* _EXTRAIT DU TEXTE_
+ + +
Chypre – une île oubliée par l’Europe ?

A l'occasion de la fête nationale chypriote, José Manuel Lamarque a interviewé la journaliste Evagoras Mavrommatis sur la situation actuelle sur cette île toujours partagée entre la Turquie et son indépendance.

En Chypre, il y a toujours beaucoup de tensions entre la Grèce et la Turquie. Foto: EUCyprus / Wikimedia Commons / CC-BY-SA 3.0

(José Manuel Lamarque / france:info) – En plein conflit ukrainien, alors que le président turc Recep Tayyip Erdoğan joue les intermédiaires et déploie sa propre géopolitique, que se passe-t-il à Chypre, île oubliée de l’actualité ? Interview de José Manuel Lamarque avec la journaliste chypriote Evagoras Mavrommatis.

Personne ne parle de la question chypriote ?

Evagoras Mavrommatis : Personne n’en parle, en effet. Des mesures ont été prises contre la Russie qui occupe un pays étranger, mais rien contre la Turquie qui occupe depuis 1974, les 40% de la superficie de Chypre. Chypre, comme vous le savez, fait partie de l’Union européenne, toute l’île, et la partie occupée n’est pas reconnue. Mais l’acquis communautaire est suspendu jusqu’au moment où l’on trouvera une solution. A noter que c’est un des territoires les plus militarisés au monde, puisque la Turquie y déploie 45.000 soldats.

Combien y a-t-il de Chypriotes grecs ?

EM : À peine 750.000. Je vous fais remarquer que les Chypriotes turcs n’étaient pas dans la partie occupée. C’est après l’invasion des Turcs que les Anglais les ont envoyés de l’autre côté. Il n’y a jamais eu de problème jusqu’en 1974 avec les Chypriotes turcs. Aujourd’hui, beaucoup ont quitté l’île, ils sont partis en Australie, en Angleterre, il y a très peu de Chypriotes turcs, mais il y a 350.000 colons turcs.

D’où viennent ces Turcs ?

EM : D’Anatolie, dès l’invasion en 1974. Des victimes du séisme turques ont également déplacé vers Chypre, le mois dernier. Les autorités turques veulent faire de la partie occupée de Chypre une province turque, et de là, occuper tout Chypre. Si la Turquie occupe tout Chypre, c’est le reste des îles de la mer Égée qui est en danger.

Pourtant, dans la partie chypriote grecque, la République de Chypre, se trouvent deux bases militaires anglaises souveraines. Comment est-ce possible ?
+ + +
Relevés d'annotation par coordonnées:
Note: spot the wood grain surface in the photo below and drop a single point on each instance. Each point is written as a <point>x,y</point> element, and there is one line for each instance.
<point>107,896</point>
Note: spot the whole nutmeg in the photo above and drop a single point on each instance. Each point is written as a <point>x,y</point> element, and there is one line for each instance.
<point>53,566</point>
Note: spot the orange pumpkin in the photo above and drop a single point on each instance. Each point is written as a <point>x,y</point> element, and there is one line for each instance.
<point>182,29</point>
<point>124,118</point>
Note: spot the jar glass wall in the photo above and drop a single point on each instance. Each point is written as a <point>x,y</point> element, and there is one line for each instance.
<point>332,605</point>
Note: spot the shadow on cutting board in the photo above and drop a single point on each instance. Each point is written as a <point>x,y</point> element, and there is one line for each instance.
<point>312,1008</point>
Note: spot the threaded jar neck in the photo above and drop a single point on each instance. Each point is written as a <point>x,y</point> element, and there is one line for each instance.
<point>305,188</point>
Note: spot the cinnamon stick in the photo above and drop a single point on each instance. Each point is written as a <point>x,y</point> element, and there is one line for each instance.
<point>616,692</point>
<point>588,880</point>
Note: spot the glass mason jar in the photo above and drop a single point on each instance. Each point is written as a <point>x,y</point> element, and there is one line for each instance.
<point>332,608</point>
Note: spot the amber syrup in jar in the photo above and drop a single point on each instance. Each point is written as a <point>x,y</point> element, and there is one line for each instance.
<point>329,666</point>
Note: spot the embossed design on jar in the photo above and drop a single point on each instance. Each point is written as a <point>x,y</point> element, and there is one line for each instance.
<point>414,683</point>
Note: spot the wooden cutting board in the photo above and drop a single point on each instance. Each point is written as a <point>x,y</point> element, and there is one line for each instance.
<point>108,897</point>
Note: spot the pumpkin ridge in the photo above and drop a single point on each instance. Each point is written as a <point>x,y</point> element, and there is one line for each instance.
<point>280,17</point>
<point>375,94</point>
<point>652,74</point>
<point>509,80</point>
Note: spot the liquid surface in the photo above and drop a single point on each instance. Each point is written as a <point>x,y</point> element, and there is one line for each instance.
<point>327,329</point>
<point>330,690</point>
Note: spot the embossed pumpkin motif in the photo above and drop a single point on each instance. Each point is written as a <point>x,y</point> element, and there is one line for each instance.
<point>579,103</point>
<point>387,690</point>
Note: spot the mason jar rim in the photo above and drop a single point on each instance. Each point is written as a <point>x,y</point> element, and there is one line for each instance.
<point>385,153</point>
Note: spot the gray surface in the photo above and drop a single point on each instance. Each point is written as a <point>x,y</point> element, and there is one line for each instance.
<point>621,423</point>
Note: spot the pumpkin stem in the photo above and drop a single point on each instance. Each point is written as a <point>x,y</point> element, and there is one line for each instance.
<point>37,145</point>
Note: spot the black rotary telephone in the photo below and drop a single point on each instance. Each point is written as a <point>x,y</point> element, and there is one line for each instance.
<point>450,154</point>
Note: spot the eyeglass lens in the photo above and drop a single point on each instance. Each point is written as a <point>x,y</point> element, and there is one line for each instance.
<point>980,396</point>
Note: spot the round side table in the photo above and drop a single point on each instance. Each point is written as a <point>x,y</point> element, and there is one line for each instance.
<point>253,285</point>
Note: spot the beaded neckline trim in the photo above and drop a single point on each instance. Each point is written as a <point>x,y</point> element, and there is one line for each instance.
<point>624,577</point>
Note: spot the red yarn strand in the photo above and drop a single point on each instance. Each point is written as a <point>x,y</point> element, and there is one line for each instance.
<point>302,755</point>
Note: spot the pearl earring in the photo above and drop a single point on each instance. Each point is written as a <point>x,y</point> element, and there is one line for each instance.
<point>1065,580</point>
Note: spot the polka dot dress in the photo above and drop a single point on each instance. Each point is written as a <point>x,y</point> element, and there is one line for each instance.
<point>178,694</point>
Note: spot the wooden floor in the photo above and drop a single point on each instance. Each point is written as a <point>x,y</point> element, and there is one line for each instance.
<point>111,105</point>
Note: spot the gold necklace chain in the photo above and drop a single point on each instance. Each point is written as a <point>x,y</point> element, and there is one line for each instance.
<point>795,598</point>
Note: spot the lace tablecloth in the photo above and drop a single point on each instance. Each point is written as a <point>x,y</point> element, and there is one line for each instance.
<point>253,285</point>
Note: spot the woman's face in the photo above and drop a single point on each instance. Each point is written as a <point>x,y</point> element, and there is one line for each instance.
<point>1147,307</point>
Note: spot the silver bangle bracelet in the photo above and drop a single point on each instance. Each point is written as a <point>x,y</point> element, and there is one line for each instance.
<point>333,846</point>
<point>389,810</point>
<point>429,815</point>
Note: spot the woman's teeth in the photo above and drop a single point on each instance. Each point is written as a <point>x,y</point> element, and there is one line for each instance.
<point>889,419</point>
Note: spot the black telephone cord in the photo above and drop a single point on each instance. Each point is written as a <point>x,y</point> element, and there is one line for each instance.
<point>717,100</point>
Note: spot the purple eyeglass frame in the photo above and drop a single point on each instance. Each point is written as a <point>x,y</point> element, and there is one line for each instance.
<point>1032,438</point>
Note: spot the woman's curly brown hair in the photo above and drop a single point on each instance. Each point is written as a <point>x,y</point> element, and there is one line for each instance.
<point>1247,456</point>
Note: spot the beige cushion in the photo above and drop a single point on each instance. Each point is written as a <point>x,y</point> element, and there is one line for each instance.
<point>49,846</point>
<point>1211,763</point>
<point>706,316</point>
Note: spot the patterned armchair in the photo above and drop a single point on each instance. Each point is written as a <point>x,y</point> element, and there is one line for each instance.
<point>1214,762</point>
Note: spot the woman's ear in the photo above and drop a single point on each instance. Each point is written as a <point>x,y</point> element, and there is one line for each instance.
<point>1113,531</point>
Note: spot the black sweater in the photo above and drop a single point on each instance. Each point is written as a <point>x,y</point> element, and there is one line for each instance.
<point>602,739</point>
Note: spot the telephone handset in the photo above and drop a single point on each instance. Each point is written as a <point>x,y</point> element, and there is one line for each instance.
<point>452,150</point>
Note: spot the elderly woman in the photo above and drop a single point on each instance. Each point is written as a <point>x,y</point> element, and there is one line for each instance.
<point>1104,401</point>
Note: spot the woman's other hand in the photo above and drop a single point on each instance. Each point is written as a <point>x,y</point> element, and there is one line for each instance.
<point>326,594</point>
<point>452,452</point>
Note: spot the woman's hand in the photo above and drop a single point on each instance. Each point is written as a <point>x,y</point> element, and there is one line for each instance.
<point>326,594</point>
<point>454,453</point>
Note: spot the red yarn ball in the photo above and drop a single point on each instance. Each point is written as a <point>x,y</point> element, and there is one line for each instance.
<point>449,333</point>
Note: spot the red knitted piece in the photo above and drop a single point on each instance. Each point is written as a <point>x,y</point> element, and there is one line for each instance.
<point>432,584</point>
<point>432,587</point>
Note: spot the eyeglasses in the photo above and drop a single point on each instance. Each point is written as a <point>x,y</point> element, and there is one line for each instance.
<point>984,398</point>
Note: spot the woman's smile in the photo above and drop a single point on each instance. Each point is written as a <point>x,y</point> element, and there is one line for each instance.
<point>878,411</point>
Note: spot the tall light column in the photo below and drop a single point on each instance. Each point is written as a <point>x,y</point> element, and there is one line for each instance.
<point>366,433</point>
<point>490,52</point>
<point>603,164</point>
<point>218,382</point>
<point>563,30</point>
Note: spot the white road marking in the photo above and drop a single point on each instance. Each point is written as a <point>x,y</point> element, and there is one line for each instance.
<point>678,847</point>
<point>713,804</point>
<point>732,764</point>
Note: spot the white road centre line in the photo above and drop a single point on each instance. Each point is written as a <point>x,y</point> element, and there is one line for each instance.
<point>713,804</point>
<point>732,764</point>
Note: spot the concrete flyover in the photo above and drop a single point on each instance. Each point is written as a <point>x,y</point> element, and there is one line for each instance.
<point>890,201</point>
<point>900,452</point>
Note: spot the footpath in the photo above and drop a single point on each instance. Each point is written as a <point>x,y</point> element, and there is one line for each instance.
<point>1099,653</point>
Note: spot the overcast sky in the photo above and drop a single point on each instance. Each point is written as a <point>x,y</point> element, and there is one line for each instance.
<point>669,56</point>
+ + +
* _ÉNONCÉ 1_
D'après l'entretien sur Chypre, combien de soldats la Turquie déploie-t-elle sur l'île ?
* _ÉNONCÉ 2_
Poursuivez l'entretien sur Chypre après sa dernière phrase.

* _RÉPONSE 1_
45.000 soldats.

* _RÉPONSE 2_
EM : En 1878, la Turquie a vendu Chypre aux Anglais, c’est devenu un protectorat, alors on faisait partie de la couronne. En janvier 1956, il y avait un référendum qui a été organisé par l’église pour le rattachement de Chypre à la Grèce. Même les Chypriotes turcs ont voté pour le rattachement de Chypre à la Grèce. Les Anglais, n’ont jamais accepté. Il n’y avait aucune solution politique ou diplomatique. La lutte pour l’indépendance s’est engagée en 1955, elle a duré cinq années contre les Anglais. Il faut connaître quand même le comportement des Anglais. Ils ont exécuté un enfant de 7 ans, tué d’une balle dans la tête et ils ont demandé à son père de l’enterrer la nuit pour que le peuple ne se soulève pas. Le père a refusé, et on ne savait où les Anglais l’avaient enterré. Et tenez-vous bien, il y a peu, grâce à l’ADN, on a retrouvé son corps et des funérailles ont eu lieu.

Y a-t-il eu d’autres exactions ?

EM : Ils ont torturé, ils ont exécuté des femmes, ils ont fait des camps de concentration. Mais tout cela n’est pas connu. Il y a des familles qui demandent des dommages et intérêts. Ça ne s’est pas arrêté avec l’indépendance, parce que les bases militaires anglaises sont toujours souveraines dans la République de Chypre.

Qui soutient la République de Chypre, aujourd’hui, hormis la Grèce bien entendu ?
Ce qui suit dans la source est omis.